From the line that includes "[tag] wooden base" to the closing line of the data, please transcribe every line exactly and add nothing.

▶ ENTRIES SUPPLIED:
┌────────

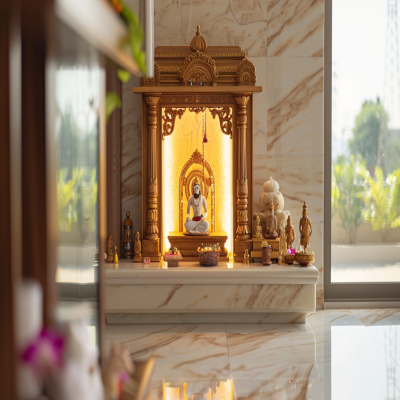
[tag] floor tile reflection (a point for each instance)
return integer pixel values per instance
(337, 355)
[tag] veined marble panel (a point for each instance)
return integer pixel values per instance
(295, 28)
(300, 179)
(167, 23)
(260, 101)
(389, 316)
(259, 177)
(180, 351)
(207, 318)
(295, 106)
(209, 298)
(272, 352)
(131, 150)
(227, 23)
(327, 318)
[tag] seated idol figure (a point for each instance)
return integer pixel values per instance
(197, 224)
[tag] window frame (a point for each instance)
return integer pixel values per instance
(342, 291)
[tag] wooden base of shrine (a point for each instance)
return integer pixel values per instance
(187, 245)
(151, 249)
(257, 250)
(240, 247)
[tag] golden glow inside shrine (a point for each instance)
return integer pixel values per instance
(182, 164)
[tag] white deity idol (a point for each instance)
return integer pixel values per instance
(197, 224)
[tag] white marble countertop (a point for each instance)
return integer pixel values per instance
(190, 272)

└────────

▶ SOLVED EXERCISE:
[tag] wooden base of shrine (a point for each instance)
return integer pixel values per instance
(187, 245)
(151, 249)
(257, 250)
(240, 247)
[tag] golden glow inside shrine (a point for each instance)
return integer pixel values per instance
(182, 164)
[tag] white deity idol (a point for each instance)
return integer pixel values per instance
(197, 224)
[tag] white marble countertop (a point for each instance)
return integer pixel values per instance
(190, 272)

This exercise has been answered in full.